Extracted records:
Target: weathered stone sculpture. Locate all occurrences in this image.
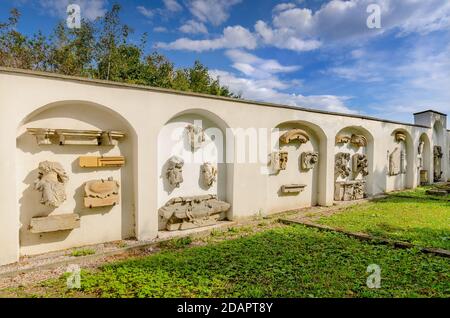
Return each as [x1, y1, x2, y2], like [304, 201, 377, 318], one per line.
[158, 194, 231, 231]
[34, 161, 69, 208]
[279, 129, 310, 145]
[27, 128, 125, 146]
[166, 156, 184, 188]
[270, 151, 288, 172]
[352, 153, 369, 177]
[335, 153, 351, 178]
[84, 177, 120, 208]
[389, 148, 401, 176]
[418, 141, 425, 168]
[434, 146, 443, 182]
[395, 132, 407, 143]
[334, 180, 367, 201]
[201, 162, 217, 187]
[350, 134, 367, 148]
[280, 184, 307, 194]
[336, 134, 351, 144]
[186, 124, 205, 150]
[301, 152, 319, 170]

---

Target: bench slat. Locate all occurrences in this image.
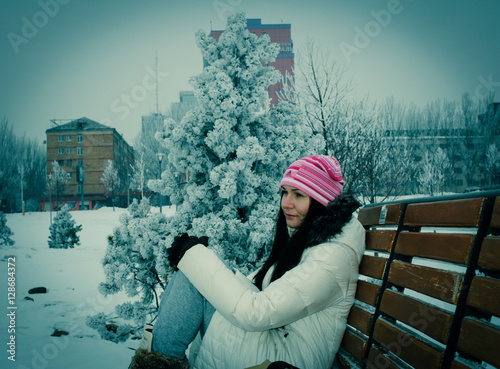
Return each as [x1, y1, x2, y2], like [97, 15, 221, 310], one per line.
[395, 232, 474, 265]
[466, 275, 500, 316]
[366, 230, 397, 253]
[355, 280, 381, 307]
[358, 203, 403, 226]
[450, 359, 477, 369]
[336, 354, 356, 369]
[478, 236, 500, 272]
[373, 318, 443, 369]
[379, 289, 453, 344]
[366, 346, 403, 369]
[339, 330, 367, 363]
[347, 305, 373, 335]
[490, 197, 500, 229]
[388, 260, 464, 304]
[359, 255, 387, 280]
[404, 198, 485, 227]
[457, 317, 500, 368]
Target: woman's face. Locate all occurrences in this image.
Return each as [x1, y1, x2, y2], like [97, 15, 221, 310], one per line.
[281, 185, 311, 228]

**What is needed:** Report every line above that has the string "this" in it.

**Reply:**
Target: weathered stone sculpture. Locate all occurrences in this image.
Target: bench slat. Locate all occurrences in this image.
Target: woman's face. Locate all occurrences in this image.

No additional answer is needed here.